-- Records for processing --

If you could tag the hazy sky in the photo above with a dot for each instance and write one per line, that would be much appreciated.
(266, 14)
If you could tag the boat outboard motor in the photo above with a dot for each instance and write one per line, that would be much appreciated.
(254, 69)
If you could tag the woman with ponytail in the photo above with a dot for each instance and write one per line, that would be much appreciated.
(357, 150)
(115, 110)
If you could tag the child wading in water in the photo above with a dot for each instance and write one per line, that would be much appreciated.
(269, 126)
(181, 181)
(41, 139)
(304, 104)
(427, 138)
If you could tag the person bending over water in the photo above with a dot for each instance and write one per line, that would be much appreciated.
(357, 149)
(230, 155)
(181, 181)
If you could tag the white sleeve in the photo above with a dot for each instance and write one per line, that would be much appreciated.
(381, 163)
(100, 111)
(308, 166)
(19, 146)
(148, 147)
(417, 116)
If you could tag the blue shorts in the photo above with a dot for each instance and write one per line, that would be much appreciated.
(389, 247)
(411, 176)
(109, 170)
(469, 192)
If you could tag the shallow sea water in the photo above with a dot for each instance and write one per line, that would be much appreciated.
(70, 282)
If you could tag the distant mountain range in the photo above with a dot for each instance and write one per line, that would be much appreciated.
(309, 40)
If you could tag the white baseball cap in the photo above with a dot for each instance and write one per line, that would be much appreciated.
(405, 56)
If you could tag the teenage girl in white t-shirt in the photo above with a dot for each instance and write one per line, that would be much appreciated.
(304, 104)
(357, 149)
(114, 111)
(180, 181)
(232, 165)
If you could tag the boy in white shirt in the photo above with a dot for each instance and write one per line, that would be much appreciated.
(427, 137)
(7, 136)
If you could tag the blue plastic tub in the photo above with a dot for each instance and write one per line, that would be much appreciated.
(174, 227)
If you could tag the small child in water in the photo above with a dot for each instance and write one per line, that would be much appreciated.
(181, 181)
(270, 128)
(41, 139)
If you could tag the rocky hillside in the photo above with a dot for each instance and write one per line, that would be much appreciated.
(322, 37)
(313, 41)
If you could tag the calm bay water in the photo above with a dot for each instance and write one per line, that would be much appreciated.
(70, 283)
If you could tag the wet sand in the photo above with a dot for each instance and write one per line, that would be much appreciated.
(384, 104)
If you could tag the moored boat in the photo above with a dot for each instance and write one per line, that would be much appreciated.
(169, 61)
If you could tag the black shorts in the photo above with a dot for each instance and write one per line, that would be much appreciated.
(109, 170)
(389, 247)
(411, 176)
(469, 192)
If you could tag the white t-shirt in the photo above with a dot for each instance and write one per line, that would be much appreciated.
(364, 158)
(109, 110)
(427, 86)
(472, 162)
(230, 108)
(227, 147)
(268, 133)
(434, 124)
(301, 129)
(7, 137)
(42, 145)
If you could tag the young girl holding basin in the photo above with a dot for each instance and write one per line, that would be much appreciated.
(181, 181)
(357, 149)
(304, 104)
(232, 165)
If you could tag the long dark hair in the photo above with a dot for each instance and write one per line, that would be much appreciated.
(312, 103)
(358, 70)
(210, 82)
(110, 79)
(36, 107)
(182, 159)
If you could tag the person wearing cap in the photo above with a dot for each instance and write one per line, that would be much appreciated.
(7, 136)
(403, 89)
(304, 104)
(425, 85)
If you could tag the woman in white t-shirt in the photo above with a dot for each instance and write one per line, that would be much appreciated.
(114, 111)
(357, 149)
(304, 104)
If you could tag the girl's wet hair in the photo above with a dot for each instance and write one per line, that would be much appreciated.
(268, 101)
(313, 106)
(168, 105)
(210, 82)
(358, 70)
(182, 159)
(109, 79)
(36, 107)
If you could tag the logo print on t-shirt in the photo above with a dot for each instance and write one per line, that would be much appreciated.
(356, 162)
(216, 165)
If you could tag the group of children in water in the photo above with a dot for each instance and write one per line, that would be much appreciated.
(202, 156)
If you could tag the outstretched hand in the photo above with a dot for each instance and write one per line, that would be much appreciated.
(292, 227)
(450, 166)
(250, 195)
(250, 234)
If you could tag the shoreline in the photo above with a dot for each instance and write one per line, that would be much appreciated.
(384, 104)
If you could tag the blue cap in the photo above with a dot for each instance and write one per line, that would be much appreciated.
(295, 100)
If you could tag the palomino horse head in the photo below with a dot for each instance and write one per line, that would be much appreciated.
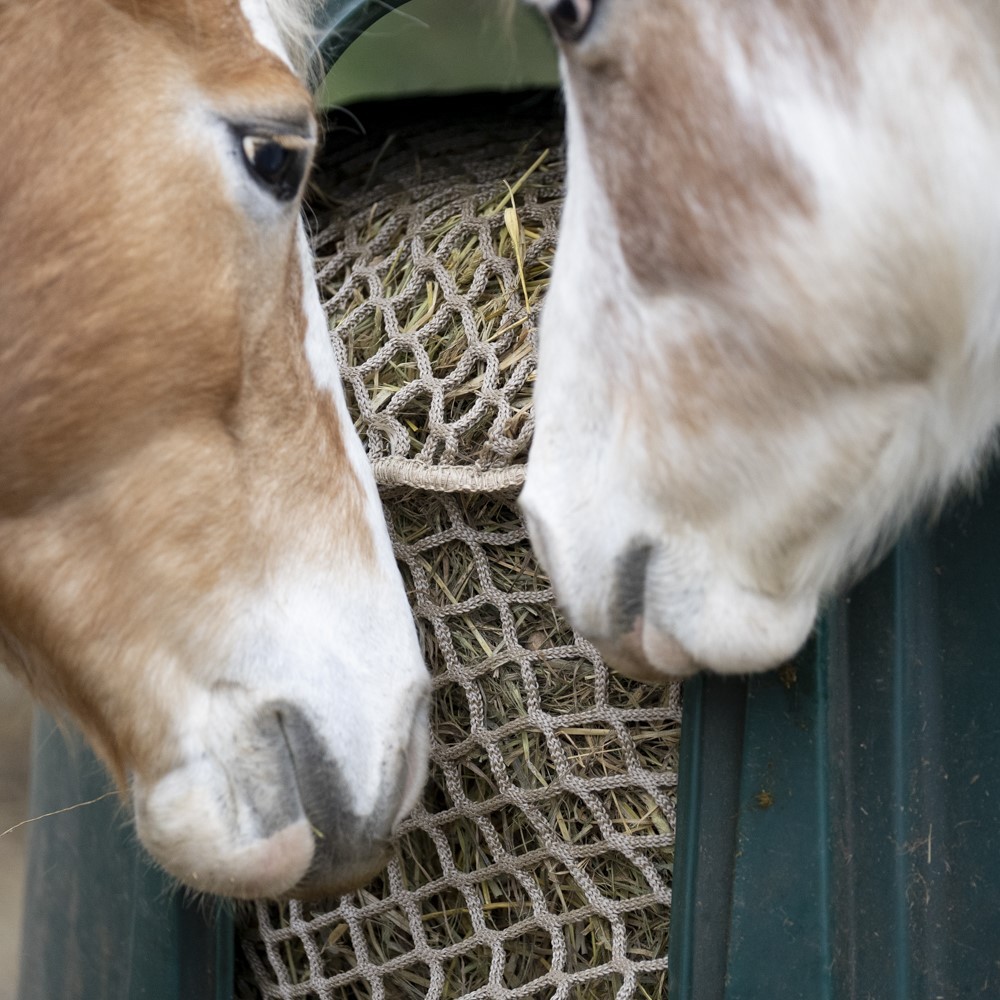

-- Objective --
Pick out every line of the material above that contains the string "shorts", matching case exactly. Copy each such line in full.

-- Output below --
If you could tag the blue shorts in the photo above with a dot for each instance and write one per line, that would be much appreciated.
If you could tag the black shorts in the photo above with a dot for each instance and write one per line, that would be much appreciated.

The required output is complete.